WORK REQUIRED:
Reproduce, character for character, the stretch of rows from the line containing "around the knuckle?" through the line containing "255,426 -> 296,477", both lines included.

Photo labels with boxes
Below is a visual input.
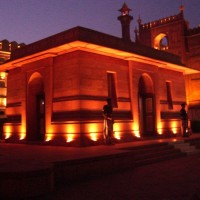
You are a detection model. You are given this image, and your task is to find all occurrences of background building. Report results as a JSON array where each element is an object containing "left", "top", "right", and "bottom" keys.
[
  {"left": 135, "top": 6, "right": 200, "bottom": 132},
  {"left": 0, "top": 4, "right": 199, "bottom": 146}
]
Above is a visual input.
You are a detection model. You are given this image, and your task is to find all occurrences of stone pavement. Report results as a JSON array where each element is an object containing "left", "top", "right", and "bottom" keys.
[{"left": 0, "top": 134, "right": 200, "bottom": 200}]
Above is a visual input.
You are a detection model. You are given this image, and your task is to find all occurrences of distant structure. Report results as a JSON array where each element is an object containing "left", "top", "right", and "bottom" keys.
[
  {"left": 0, "top": 40, "right": 25, "bottom": 64},
  {"left": 0, "top": 4, "right": 200, "bottom": 146},
  {"left": 0, "top": 40, "right": 25, "bottom": 139},
  {"left": 135, "top": 5, "right": 200, "bottom": 132}
]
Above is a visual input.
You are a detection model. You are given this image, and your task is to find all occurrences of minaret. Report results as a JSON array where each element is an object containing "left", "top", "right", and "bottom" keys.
[{"left": 118, "top": 3, "right": 133, "bottom": 41}]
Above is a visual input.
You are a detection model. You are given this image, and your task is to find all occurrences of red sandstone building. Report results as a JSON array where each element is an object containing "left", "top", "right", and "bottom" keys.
[{"left": 0, "top": 4, "right": 200, "bottom": 146}]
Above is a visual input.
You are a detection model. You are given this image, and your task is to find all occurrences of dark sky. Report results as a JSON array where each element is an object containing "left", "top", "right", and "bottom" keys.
[{"left": 0, "top": 0, "right": 200, "bottom": 44}]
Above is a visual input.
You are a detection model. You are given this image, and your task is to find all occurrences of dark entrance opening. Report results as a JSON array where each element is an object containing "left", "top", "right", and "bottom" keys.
[
  {"left": 26, "top": 73, "right": 45, "bottom": 141},
  {"left": 138, "top": 74, "right": 156, "bottom": 136}
]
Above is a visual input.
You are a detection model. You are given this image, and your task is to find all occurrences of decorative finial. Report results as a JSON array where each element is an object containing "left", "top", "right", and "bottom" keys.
[
  {"left": 137, "top": 15, "right": 142, "bottom": 25},
  {"left": 119, "top": 3, "right": 131, "bottom": 16}
]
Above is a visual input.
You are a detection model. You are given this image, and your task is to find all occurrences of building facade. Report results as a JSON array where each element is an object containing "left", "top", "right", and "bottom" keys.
[
  {"left": 0, "top": 4, "right": 199, "bottom": 146},
  {"left": 135, "top": 6, "right": 200, "bottom": 132}
]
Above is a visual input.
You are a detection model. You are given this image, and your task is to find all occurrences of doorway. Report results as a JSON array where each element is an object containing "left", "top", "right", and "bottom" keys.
[
  {"left": 138, "top": 74, "right": 156, "bottom": 136},
  {"left": 27, "top": 72, "right": 46, "bottom": 141}
]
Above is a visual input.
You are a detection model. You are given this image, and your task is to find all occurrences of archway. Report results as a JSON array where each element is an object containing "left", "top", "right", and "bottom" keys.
[
  {"left": 27, "top": 72, "right": 45, "bottom": 141},
  {"left": 138, "top": 73, "right": 156, "bottom": 136},
  {"left": 153, "top": 33, "right": 169, "bottom": 51}
]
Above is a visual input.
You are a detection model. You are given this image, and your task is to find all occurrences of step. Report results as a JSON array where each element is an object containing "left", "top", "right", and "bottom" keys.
[{"left": 170, "top": 141, "right": 199, "bottom": 155}]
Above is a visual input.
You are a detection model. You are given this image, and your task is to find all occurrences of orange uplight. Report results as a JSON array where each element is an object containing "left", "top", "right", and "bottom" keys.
[
  {"left": 45, "top": 133, "right": 53, "bottom": 142},
  {"left": 66, "top": 134, "right": 75, "bottom": 143},
  {"left": 19, "top": 133, "right": 26, "bottom": 140},
  {"left": 157, "top": 122, "right": 163, "bottom": 135},
  {"left": 66, "top": 124, "right": 76, "bottom": 133},
  {"left": 157, "top": 129, "right": 163, "bottom": 135},
  {"left": 5, "top": 126, "right": 11, "bottom": 139},
  {"left": 170, "top": 121, "right": 178, "bottom": 134},
  {"left": 172, "top": 128, "right": 177, "bottom": 134},
  {"left": 113, "top": 123, "right": 121, "bottom": 132},
  {"left": 132, "top": 123, "right": 141, "bottom": 138},
  {"left": 133, "top": 131, "right": 141, "bottom": 138},
  {"left": 114, "top": 131, "right": 121, "bottom": 140},
  {"left": 5, "top": 132, "right": 11, "bottom": 140},
  {"left": 90, "top": 133, "right": 98, "bottom": 142}
]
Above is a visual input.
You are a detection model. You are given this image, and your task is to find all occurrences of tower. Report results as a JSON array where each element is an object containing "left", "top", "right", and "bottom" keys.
[
  {"left": 138, "top": 5, "right": 187, "bottom": 63},
  {"left": 118, "top": 3, "right": 133, "bottom": 41}
]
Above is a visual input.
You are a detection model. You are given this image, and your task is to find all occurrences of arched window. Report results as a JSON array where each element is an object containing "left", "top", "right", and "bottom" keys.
[{"left": 153, "top": 33, "right": 169, "bottom": 51}]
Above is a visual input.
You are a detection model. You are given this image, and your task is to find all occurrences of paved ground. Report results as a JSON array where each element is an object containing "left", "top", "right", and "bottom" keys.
[
  {"left": 0, "top": 135, "right": 200, "bottom": 200},
  {"left": 37, "top": 154, "right": 200, "bottom": 200}
]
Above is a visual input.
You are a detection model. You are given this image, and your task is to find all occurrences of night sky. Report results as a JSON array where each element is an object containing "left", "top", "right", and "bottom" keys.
[{"left": 0, "top": 0, "right": 200, "bottom": 44}]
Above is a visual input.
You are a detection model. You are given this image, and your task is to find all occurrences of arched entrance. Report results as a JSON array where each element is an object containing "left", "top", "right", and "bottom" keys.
[
  {"left": 153, "top": 33, "right": 169, "bottom": 51},
  {"left": 138, "top": 74, "right": 156, "bottom": 136},
  {"left": 27, "top": 72, "right": 45, "bottom": 141}
]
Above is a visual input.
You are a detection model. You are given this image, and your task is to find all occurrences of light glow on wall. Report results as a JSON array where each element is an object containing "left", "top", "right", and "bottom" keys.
[
  {"left": 19, "top": 133, "right": 26, "bottom": 140},
  {"left": 133, "top": 130, "right": 141, "bottom": 138},
  {"left": 5, "top": 132, "right": 11, "bottom": 140},
  {"left": 113, "top": 123, "right": 121, "bottom": 132},
  {"left": 157, "top": 122, "right": 163, "bottom": 135},
  {"left": 132, "top": 123, "right": 141, "bottom": 138},
  {"left": 170, "top": 121, "right": 178, "bottom": 134},
  {"left": 66, "top": 134, "right": 75, "bottom": 143},
  {"left": 66, "top": 124, "right": 76, "bottom": 133},
  {"left": 5, "top": 126, "right": 11, "bottom": 139},
  {"left": 114, "top": 131, "right": 121, "bottom": 140},
  {"left": 90, "top": 133, "right": 98, "bottom": 142},
  {"left": 45, "top": 133, "right": 53, "bottom": 142}
]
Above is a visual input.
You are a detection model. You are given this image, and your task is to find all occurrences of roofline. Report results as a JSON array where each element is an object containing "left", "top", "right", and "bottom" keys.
[{"left": 0, "top": 27, "right": 199, "bottom": 74}]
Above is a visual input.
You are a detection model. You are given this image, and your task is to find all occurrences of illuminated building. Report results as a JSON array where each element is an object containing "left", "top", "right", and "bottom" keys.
[
  {"left": 0, "top": 4, "right": 199, "bottom": 146},
  {"left": 135, "top": 5, "right": 200, "bottom": 132},
  {"left": 0, "top": 40, "right": 24, "bottom": 139}
]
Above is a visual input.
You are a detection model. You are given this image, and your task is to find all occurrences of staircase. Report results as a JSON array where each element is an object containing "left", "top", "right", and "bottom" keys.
[
  {"left": 119, "top": 142, "right": 185, "bottom": 166},
  {"left": 54, "top": 143, "right": 186, "bottom": 185},
  {"left": 170, "top": 139, "right": 200, "bottom": 155}
]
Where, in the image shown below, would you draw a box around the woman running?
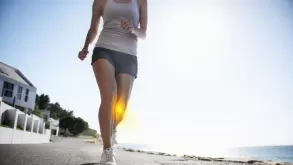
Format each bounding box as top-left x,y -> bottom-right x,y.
78,0 -> 147,165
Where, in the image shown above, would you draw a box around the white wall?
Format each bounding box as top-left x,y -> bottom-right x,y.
0,127 -> 50,144
0,127 -> 14,144
0,97 -> 14,120
0,79 -> 4,97
0,102 -> 51,144
0,76 -> 37,109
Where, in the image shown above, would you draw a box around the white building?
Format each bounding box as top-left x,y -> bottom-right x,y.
0,62 -> 37,113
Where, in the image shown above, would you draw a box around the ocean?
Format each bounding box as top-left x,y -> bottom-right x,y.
119,143 -> 293,163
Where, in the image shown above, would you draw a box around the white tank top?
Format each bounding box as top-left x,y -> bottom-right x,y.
96,0 -> 139,56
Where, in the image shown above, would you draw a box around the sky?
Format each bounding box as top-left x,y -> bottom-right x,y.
0,0 -> 293,150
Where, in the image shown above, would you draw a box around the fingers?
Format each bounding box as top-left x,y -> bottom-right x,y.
78,51 -> 88,61
121,20 -> 133,32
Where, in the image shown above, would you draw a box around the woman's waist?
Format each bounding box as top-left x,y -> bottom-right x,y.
98,30 -> 137,45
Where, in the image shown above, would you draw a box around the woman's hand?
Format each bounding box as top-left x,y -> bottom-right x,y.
121,20 -> 134,33
78,50 -> 89,61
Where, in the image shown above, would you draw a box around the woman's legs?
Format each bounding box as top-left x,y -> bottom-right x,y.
113,73 -> 135,130
92,59 -> 117,149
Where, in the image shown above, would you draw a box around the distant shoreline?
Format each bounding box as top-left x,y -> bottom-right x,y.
118,147 -> 293,165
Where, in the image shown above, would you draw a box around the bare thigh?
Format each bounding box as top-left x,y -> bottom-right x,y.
92,59 -> 117,104
116,73 -> 135,117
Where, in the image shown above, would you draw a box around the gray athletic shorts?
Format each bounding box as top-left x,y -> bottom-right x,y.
91,47 -> 138,78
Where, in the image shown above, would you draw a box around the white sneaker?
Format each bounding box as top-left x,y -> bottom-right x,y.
111,129 -> 118,146
100,147 -> 116,165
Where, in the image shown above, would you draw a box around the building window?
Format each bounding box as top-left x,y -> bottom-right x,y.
0,68 -> 8,75
24,89 -> 29,102
2,81 -> 14,97
17,86 -> 22,100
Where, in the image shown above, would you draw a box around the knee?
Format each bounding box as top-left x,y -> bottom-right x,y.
101,90 -> 116,106
115,100 -> 127,118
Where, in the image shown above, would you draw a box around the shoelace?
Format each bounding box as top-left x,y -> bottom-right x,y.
106,148 -> 115,162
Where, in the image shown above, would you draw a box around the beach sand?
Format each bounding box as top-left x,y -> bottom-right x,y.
117,148 -> 293,165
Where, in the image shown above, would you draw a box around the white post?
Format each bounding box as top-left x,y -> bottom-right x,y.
13,109 -> 18,129
37,119 -> 40,133
31,116 -> 35,132
23,114 -> 27,131
56,127 -> 59,136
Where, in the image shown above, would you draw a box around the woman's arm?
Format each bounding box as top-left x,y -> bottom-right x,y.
82,0 -> 103,51
132,0 -> 148,39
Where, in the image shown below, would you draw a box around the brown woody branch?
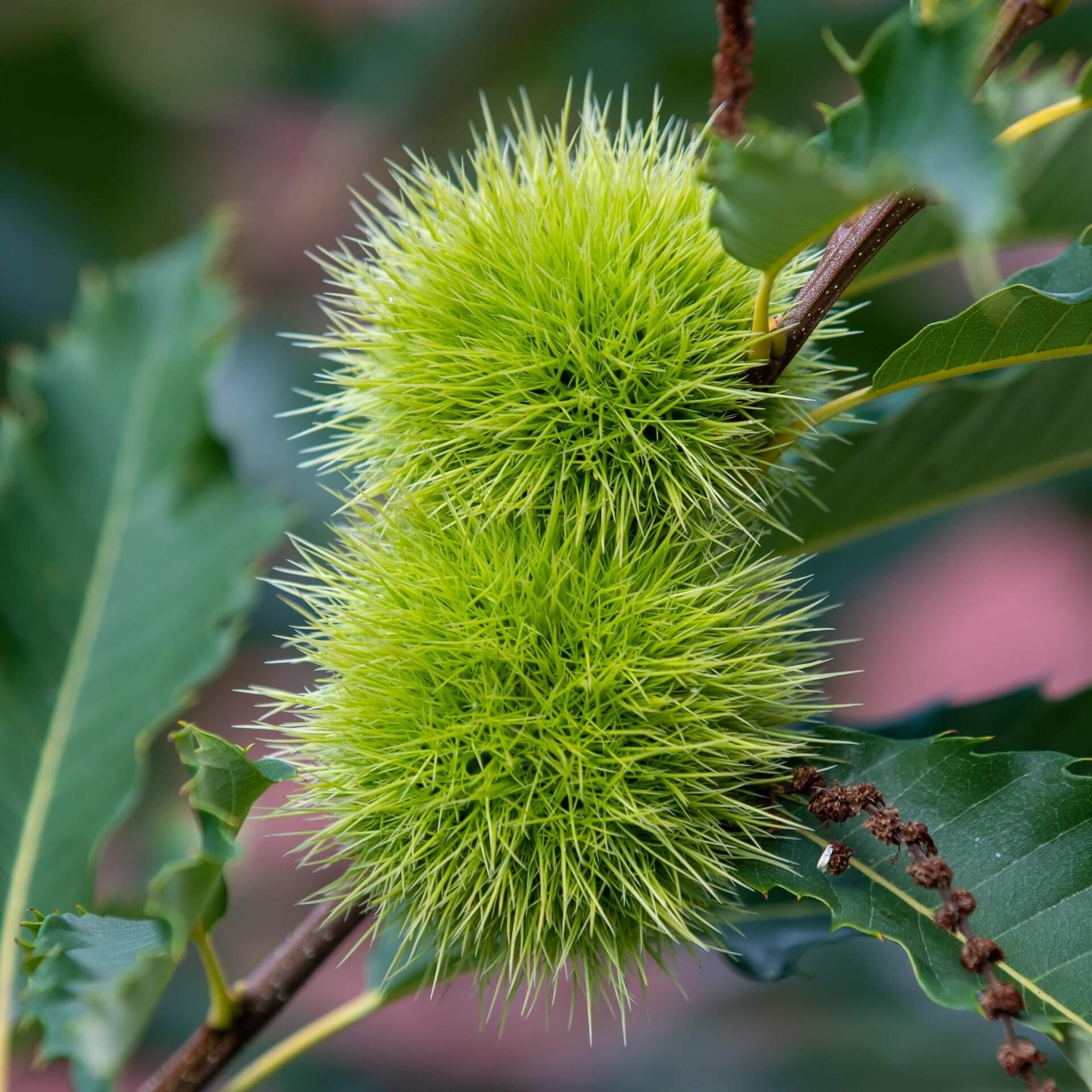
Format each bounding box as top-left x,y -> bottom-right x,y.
139,904 -> 367,1092
792,766 -> 1058,1092
751,0 -> 1065,386
709,0 -> 755,140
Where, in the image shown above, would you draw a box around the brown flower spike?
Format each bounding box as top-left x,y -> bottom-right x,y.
791,766 -> 1058,1092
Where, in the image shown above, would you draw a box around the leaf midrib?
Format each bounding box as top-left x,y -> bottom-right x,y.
800,830 -> 1092,1035
0,321 -> 167,1078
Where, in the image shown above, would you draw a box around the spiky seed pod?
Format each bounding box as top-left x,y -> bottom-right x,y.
303,94 -> 839,533
259,506 -> 824,1022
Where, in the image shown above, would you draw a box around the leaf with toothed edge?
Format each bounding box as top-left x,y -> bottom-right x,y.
0,218 -> 283,1085
771,359 -> 1092,553
729,729 -> 1092,1065
872,228 -> 1092,390
847,49 -> 1092,296
705,10 -> 1011,271
22,724 -> 295,1092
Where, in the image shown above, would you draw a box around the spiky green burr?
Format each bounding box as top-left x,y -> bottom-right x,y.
272,89 -> 832,1008
262,509 -> 822,1017
303,87 -> 831,532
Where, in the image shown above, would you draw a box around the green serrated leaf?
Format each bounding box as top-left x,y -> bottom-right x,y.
706,127 -> 909,270
0,215 -> 282,1080
743,729 -> 1092,1032
773,361 -> 1092,553
144,724 -> 296,959
708,9 -> 1014,270
23,914 -> 175,1092
1058,1024 -> 1092,1089
851,60 -> 1092,296
1073,61 -> 1092,98
872,230 -> 1092,390
24,724 -> 295,1092
831,5 -> 1014,239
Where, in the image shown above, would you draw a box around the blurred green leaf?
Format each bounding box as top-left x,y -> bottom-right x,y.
23,914 -> 175,1092
0,221 -> 282,1044
830,5 -> 1012,239
742,729 -> 1092,1032
23,724 -> 296,1092
144,724 -> 296,959
774,361 -> 1092,553
872,230 -> 1092,390
365,914 -> 474,1004
23,914 -> 175,1092
717,899 -> 858,982
861,688 -> 1092,758
847,58 -> 1092,296
706,127 -> 908,270
708,9 -> 1012,270
1073,61 -> 1092,98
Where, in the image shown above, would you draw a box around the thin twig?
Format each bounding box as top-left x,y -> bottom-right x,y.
754,0 -> 1060,387
139,905 -> 367,1092
709,0 -> 755,140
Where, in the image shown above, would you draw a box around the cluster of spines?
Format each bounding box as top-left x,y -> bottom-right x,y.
271,85 -> 831,1016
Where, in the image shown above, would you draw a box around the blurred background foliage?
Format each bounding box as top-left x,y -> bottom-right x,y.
9,0 -> 1092,1092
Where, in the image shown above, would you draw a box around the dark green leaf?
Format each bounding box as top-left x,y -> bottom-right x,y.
776,361 -> 1092,553
0,215 -> 280,1027
847,62 -> 1092,296
23,914 -> 175,1092
709,10 -> 1012,270
708,128 -> 909,270
144,724 -> 296,959
872,231 -> 1092,390
1058,1024 -> 1092,1089
24,724 -> 295,1090
742,729 -> 1092,1032
831,6 -> 1012,238
1073,61 -> 1092,98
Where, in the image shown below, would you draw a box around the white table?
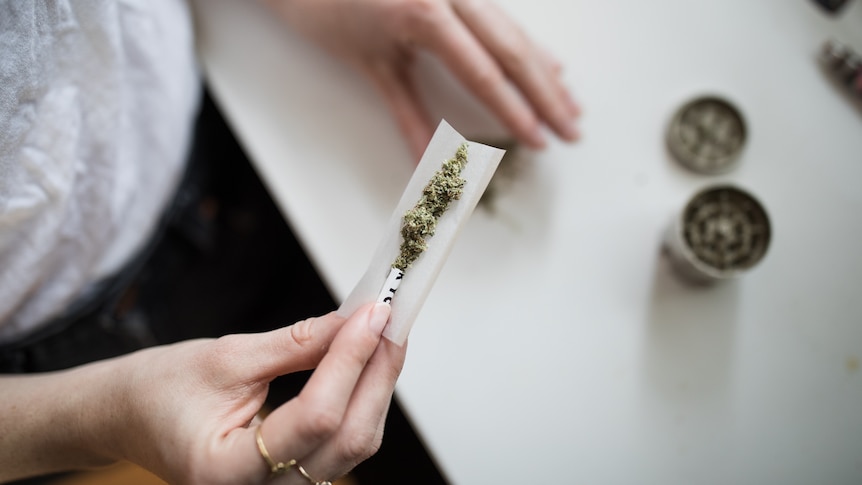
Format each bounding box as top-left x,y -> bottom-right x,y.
192,0 -> 862,485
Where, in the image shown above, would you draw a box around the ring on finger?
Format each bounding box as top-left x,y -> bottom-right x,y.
254,426 -> 332,485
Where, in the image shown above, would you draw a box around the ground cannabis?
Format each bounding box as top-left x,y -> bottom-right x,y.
392,142 -> 467,271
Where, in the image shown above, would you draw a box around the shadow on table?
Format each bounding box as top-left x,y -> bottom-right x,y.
644,257 -> 739,406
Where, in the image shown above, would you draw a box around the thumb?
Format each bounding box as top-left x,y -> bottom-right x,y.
237,312 -> 346,380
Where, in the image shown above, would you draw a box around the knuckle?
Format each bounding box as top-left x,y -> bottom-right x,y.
301,409 -> 341,442
472,65 -> 503,93
337,432 -> 383,464
400,0 -> 443,35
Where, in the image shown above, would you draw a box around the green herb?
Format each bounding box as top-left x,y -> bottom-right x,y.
392,143 -> 467,271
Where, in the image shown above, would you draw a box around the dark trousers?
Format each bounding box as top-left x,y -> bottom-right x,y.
0,89 -> 445,485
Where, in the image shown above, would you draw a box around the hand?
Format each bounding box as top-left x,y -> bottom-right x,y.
269,0 -> 579,155
98,304 -> 405,484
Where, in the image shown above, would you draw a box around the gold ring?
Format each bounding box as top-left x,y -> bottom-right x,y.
255,426 -> 296,477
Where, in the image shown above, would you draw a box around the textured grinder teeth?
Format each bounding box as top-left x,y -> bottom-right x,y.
667,97 -> 746,174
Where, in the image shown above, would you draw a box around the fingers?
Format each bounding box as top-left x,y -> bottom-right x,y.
219,312 -> 346,382
303,339 -> 407,478
368,63 -> 434,163
416,4 -> 545,148
262,304 -> 389,461
404,0 -> 580,148
453,0 -> 579,141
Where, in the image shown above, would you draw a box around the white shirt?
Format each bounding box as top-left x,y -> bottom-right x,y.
0,0 -> 200,342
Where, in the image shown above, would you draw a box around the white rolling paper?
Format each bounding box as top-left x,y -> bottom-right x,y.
338,120 -> 506,345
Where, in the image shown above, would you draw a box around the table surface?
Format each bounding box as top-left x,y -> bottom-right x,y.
196,0 -> 862,485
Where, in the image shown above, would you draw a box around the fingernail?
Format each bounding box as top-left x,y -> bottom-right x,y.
527,125 -> 545,149
560,120 -> 581,141
368,303 -> 392,335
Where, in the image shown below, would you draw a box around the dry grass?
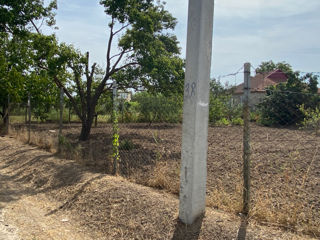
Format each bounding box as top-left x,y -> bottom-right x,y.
9,127 -> 58,153
0,139 -> 311,240
145,162 -> 180,194
5,123 -> 320,238
207,181 -> 242,214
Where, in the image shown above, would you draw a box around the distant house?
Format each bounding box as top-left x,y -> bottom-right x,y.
118,90 -> 132,102
232,70 -> 288,106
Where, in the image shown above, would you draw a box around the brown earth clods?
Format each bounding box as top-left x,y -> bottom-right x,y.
8,124 -> 320,239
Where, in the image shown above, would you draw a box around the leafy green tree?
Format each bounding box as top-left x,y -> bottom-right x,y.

ANSWER BELOW:
Where, in the image shown above, would you draw a box around the knuckle?
Format each bounding box as top-left x,y -> bottom-right x,y.
301,409 -> 341,442
472,65 -> 503,93
337,432 -> 383,464
400,0 -> 443,35
Where, in the image shown above, would you draw a box around the green herb?
Format each bounding box as top-left x,y -> bottom-right x,y.
392,143 -> 467,271
Where, in the image shown above, would you draw a box around the dark trousers?
Format each bounding box as top-left x,y -> bottom-right x,y.
0,89 -> 445,485
Where, in the image shown above, would you draw a box around the hand?
Format each bounding box as top-left x,y -> bottom-right x,y.
269,0 -> 579,155
98,304 -> 405,484
Where, in the image shown above, would you draw a box around the gold ring?
Format each bounding box as top-left x,y -> bottom-right x,y.
255,426 -> 296,477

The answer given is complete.